Análise: O que Wilson Ferreira Jr. vai encontrar quando chegar na Eletrobras

Wilson Ferreira Jr. é um executivo premiado por publicações que possuem edições dedicadas a melhores executivos, pela gestão à frente da CPFL Energia, conhecido por suas ações e posições pró-eficiência e com amplo conhecimento do mercado financeiro e suas engrenagens. A CPFL Energia cresceu a partir de operações estruturadas de crédito e financiamento, soube aproveitar-se de situações de mercado e exerceu papel de consolidador – como é público e notório — em aquisições como distribuidoras do interior de São Paulo e empresas de geração renovável, como a Ersa e a Dobrevê (Desa), ambas consolidadas nas asas da CPFL Renováveis.

 

Talvez um dos poucos (senão o único) fracasso dele foi não conseguir arrematar as distribuidoras da combalida Rede Energia, ao ser surpreendido por uma ofertante de última hora, a Energisa, tirando do executivo a chance de presidir o que seria o maior grupo privado de distribuição do país com folga.

* _Linhas armazenadas_:
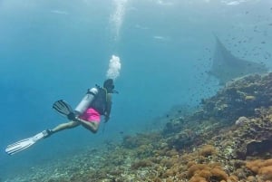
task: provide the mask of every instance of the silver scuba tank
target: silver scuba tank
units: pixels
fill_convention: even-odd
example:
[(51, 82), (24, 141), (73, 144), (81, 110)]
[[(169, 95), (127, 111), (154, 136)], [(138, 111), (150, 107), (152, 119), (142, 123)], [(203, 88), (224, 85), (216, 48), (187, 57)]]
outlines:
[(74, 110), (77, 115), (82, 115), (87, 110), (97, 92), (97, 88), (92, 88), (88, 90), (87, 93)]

* _Tarefa a fazer_:
Responda com base no texto sobre Wilson Ferreira Jr.:
1. Por sua gestão à frente de qual empresa ele foi premiado?
2. Quais empresas de geração renovável foram consolidadas na CPFL Renováveis?
3. Qual empresa surpreendeu com uma oferta de última hora pelas distribuidoras da Rede Energia?

* _Resposta correta_:
1. CPFL Energia.
2. A Ersa e a Dobrevê (Desa).
3. A Energisa.